• WHAT IS NEEDED:
Retype exactly the stretch of lines that begins at the line containing "Return the mask of every instance of the car" and ends at the last line of the data, with no other lines.

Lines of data
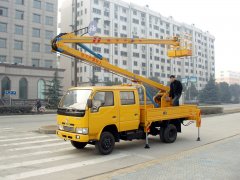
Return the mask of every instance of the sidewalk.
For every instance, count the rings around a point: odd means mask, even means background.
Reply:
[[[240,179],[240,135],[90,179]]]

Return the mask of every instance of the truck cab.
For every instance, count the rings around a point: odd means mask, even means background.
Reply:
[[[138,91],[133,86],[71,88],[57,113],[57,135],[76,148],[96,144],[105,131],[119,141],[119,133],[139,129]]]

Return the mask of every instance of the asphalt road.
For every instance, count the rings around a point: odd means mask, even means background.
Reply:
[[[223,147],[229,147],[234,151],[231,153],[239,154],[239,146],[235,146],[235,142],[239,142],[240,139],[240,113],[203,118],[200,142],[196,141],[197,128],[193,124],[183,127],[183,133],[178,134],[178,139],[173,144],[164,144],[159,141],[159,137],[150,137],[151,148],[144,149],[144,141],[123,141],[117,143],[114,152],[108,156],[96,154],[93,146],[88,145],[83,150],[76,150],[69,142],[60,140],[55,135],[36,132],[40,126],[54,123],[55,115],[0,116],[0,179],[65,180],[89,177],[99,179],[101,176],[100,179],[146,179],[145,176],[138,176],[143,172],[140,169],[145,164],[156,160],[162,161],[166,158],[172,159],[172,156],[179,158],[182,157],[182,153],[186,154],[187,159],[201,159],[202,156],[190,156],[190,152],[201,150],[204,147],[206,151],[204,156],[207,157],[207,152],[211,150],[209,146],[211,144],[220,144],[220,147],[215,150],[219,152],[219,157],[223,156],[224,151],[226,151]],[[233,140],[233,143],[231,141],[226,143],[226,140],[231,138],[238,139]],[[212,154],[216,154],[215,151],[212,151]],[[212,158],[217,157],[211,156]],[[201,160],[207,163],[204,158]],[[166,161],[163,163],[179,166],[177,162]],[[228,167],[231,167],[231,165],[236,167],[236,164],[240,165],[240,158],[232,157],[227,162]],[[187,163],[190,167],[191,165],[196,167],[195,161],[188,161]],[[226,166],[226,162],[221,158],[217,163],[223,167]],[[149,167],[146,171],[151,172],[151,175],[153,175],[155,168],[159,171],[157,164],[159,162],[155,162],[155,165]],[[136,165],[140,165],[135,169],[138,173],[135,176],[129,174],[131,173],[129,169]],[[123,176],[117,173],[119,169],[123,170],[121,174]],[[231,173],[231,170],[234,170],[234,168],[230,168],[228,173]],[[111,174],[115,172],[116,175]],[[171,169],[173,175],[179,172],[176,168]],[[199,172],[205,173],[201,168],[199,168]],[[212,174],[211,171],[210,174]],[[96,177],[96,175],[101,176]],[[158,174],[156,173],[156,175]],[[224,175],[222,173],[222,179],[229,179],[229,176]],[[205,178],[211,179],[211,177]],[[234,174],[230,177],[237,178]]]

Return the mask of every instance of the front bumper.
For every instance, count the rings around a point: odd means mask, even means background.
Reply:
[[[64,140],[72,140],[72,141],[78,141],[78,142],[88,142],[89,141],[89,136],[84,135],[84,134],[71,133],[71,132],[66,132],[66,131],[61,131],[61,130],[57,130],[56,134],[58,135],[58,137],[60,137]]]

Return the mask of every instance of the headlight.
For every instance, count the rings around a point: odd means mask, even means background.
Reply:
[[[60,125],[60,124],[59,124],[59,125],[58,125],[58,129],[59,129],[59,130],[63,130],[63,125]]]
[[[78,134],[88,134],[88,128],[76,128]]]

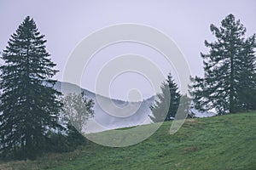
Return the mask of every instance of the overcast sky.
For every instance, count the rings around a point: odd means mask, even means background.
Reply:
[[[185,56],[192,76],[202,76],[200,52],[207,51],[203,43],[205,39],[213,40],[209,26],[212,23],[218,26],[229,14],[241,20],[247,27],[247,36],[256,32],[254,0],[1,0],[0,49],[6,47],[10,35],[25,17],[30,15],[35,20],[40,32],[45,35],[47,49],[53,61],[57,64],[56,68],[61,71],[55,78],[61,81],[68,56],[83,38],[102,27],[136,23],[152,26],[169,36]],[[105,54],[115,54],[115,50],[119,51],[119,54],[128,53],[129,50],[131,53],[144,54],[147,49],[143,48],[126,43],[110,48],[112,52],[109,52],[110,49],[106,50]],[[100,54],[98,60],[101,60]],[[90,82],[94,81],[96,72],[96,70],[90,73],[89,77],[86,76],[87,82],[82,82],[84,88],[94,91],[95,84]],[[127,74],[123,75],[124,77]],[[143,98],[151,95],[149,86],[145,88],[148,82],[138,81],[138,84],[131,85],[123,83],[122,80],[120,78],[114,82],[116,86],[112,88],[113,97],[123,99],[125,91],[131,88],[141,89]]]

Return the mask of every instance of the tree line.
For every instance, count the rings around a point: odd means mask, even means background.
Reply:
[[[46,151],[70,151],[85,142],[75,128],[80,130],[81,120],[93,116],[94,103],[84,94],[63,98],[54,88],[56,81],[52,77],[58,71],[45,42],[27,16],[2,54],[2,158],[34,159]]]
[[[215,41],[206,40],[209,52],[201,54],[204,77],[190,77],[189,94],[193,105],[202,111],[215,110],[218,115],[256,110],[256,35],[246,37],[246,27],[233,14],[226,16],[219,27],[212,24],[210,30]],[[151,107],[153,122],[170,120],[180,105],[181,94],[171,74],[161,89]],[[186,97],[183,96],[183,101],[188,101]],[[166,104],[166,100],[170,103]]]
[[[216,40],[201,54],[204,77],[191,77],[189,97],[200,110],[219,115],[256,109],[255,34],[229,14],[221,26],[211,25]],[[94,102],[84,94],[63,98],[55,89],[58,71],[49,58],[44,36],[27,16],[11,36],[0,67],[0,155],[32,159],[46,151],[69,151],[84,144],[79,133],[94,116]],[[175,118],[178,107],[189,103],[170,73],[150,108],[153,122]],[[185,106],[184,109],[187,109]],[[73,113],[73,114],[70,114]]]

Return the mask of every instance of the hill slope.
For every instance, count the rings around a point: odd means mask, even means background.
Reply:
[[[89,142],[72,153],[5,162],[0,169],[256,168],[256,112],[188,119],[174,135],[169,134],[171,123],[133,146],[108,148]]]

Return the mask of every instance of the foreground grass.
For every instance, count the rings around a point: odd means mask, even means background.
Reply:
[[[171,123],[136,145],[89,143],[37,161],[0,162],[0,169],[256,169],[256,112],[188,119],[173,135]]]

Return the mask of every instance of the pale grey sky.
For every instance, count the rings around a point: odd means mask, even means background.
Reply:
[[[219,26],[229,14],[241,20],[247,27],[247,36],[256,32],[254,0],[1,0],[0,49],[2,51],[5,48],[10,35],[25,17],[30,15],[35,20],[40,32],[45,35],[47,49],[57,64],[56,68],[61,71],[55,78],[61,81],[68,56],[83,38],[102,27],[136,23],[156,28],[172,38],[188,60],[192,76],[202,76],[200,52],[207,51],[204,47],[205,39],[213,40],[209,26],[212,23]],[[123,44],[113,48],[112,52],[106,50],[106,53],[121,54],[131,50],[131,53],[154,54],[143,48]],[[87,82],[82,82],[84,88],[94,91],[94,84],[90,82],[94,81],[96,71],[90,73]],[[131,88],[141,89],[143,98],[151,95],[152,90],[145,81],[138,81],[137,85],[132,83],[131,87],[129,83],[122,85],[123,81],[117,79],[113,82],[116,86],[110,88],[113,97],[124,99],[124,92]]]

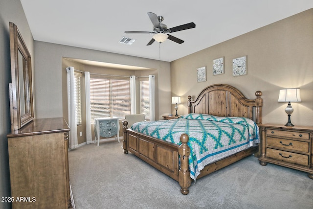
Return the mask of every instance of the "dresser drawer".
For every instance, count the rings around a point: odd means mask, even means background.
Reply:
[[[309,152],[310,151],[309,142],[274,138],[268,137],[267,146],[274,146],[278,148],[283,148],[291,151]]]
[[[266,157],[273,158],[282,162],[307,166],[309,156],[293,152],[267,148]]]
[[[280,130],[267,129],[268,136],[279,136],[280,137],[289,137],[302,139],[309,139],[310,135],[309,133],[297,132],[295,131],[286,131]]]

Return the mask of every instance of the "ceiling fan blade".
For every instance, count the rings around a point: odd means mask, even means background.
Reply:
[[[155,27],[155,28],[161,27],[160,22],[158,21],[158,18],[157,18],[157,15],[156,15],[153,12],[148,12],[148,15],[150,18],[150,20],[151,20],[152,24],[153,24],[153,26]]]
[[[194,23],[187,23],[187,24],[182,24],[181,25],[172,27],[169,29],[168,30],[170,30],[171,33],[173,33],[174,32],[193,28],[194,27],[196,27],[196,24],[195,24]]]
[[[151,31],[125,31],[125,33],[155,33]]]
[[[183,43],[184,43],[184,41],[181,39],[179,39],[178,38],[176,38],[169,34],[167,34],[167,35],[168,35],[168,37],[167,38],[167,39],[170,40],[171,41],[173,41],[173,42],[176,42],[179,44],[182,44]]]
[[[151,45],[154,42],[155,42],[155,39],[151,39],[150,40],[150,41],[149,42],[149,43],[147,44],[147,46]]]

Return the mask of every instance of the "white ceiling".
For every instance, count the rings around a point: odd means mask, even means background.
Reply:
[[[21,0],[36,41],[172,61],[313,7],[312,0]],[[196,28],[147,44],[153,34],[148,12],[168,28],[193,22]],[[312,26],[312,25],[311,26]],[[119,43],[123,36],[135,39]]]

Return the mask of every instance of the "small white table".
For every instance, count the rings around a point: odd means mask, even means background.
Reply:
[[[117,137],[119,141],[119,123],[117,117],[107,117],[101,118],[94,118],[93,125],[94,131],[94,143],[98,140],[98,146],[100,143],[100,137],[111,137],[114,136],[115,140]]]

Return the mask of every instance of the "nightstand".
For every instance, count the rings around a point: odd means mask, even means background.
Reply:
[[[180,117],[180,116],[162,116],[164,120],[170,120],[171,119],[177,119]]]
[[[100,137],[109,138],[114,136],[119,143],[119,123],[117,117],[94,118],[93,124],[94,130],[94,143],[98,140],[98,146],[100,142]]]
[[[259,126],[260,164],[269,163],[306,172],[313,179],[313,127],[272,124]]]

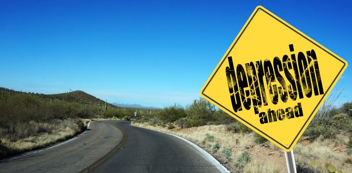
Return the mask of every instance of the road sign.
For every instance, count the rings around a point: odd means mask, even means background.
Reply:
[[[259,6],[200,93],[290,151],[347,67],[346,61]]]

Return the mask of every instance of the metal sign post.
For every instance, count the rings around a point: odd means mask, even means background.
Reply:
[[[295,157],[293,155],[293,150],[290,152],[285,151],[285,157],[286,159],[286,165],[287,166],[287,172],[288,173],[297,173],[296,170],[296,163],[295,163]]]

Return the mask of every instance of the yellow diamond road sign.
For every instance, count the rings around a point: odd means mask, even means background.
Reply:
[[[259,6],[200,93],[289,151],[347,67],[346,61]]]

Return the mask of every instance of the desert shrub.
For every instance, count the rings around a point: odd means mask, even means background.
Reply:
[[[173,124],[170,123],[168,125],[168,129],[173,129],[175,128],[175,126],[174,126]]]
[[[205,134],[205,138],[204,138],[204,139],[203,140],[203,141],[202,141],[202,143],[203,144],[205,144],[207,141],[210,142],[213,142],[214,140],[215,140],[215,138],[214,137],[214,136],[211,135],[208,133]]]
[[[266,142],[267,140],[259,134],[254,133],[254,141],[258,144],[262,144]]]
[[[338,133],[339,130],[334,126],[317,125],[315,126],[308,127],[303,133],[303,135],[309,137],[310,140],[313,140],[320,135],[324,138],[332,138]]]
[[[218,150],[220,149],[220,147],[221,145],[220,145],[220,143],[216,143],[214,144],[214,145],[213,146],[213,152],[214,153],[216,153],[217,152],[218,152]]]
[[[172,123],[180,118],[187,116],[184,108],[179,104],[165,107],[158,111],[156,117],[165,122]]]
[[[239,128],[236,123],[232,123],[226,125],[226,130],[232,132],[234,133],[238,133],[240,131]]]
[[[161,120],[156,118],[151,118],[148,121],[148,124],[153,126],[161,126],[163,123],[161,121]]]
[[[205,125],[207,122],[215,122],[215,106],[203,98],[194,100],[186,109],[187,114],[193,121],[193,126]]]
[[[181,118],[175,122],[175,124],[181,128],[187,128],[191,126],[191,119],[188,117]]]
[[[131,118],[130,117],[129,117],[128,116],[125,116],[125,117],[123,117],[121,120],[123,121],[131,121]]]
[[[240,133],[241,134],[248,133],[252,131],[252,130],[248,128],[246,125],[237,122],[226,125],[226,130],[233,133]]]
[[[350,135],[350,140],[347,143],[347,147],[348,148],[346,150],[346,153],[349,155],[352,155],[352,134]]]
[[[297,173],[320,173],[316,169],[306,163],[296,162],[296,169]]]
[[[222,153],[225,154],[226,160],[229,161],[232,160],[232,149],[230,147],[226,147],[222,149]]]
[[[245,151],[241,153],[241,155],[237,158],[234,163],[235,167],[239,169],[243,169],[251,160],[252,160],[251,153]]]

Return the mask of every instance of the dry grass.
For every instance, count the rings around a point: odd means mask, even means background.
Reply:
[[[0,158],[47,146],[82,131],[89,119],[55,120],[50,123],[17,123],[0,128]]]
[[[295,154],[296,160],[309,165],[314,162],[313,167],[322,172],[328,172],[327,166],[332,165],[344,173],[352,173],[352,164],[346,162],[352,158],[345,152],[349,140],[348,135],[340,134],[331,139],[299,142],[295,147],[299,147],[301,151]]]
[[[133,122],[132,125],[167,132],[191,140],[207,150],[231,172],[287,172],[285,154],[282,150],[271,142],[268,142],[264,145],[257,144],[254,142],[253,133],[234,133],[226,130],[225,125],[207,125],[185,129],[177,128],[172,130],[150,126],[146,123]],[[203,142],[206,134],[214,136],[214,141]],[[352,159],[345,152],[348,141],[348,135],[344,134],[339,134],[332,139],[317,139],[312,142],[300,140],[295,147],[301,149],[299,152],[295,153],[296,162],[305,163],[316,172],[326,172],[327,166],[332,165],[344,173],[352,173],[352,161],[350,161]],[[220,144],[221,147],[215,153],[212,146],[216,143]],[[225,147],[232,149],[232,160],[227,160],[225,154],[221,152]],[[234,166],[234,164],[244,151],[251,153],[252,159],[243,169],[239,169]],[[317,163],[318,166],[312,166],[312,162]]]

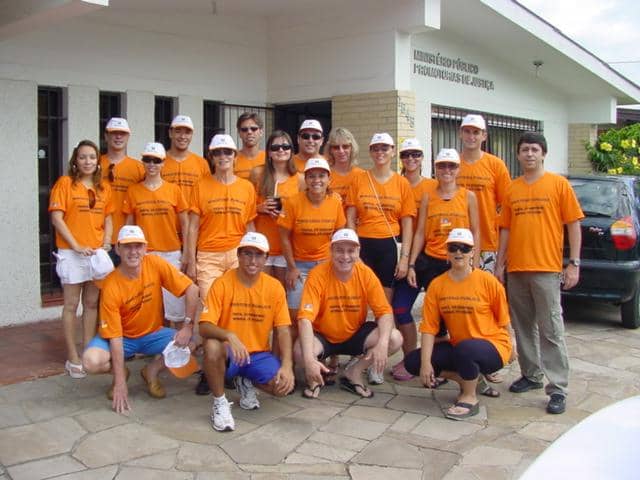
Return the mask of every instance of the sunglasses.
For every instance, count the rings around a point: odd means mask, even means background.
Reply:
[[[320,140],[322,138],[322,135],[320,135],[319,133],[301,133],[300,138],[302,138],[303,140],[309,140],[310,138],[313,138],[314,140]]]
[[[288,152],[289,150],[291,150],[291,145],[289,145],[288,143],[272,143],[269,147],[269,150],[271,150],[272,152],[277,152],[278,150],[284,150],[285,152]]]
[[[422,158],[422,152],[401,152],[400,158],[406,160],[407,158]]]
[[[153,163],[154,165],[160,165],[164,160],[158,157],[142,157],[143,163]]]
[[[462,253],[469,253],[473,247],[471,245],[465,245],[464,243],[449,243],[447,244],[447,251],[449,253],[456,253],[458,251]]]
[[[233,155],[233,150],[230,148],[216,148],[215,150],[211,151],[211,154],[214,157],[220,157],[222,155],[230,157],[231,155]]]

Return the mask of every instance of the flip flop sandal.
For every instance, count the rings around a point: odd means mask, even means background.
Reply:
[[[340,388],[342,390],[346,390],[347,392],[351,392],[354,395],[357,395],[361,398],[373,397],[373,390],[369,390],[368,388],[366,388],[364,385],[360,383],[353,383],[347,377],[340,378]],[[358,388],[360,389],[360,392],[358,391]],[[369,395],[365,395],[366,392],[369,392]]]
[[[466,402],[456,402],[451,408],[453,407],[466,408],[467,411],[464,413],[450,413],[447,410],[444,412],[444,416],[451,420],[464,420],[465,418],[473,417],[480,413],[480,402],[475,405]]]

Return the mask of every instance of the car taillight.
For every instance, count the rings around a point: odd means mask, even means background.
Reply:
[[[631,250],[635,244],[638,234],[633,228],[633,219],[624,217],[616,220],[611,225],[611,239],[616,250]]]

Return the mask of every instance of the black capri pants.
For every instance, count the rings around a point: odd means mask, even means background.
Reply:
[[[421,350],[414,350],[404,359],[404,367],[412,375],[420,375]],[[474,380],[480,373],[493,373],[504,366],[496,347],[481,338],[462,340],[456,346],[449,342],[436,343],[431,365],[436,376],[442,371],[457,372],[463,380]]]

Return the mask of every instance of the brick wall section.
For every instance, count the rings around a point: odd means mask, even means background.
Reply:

• CORRECT OUTPUT:
Return the mask of every instance of the car taillight.
For every instance, count the rings around a point: odd means mask, even means background.
Reply:
[[[631,250],[635,244],[638,234],[633,228],[633,219],[624,217],[616,220],[611,225],[611,239],[616,250]]]

Return the mask of every instance of the black capri pants.
For every instance, count the rings around a point: odd means mask, even means background.
Reply:
[[[421,350],[414,350],[404,359],[404,367],[412,375],[420,375]],[[474,380],[480,373],[493,373],[504,366],[496,347],[481,338],[462,340],[456,346],[449,342],[436,343],[431,365],[436,376],[442,371],[457,372],[463,380]]]

Return the mask of every instance of the brick wall section.
For every instance, count the rings around a point: odd means mask, even means background.
Reply:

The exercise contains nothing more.